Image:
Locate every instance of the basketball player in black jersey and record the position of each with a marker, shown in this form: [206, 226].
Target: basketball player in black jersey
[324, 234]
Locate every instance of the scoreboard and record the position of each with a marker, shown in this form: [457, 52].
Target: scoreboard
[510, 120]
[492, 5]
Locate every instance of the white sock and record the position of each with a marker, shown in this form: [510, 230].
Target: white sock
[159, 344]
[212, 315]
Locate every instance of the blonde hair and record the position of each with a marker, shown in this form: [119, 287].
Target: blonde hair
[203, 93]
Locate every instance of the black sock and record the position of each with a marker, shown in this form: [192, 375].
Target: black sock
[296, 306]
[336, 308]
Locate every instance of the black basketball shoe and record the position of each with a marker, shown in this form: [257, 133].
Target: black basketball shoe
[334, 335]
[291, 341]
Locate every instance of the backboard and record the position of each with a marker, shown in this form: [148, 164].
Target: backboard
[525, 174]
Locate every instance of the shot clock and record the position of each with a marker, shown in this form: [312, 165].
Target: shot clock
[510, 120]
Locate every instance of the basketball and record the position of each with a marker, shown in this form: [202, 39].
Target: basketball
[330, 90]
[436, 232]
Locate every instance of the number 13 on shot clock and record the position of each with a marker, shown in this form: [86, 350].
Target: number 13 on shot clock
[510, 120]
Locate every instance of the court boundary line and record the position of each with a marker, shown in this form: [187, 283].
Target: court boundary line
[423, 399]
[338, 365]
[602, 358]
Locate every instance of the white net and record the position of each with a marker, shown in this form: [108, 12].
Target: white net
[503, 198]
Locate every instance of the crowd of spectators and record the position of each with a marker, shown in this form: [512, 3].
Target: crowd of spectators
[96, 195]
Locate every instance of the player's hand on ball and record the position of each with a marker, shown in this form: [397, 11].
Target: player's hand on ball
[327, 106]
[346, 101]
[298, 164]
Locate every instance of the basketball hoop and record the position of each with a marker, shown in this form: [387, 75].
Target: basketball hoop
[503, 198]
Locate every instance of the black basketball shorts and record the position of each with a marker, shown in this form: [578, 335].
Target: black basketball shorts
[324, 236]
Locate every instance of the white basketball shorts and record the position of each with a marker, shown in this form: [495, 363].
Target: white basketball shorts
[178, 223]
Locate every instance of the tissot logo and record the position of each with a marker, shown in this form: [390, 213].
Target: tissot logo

Your task:
Set down only the lines from the line with "Target: white net" through the last line of the data above, keeping both the first and the last.

Answer to the problem:
Target: white net
[503, 198]
Locate every instance of the crowd of spectators and record the position of each with a marker, shown in this form: [512, 3].
Target: crowd of spectators
[96, 195]
Locate every instance of the player's hand on ball and record the position of each with a marker, shown in this form: [397, 11].
Target: player's hand on ball
[327, 106]
[346, 101]
[298, 164]
Locate every instance of the basketball hoop and record the position of each with a marker, shown in this form: [387, 75].
Target: basketball hoop
[503, 198]
Locate every instance of the black basketball shorts and record the position of each with a marker, shown in this form: [578, 335].
Target: black basketball shorts
[324, 236]
Locate every instance of the white basketball shorts and record the position of each with a marker, shown in this form: [495, 363].
Target: white basketball shorts
[178, 223]
Locate every instance of the tissot logo and record the position of each with a marker, shown in this form: [390, 213].
Target: tissot logo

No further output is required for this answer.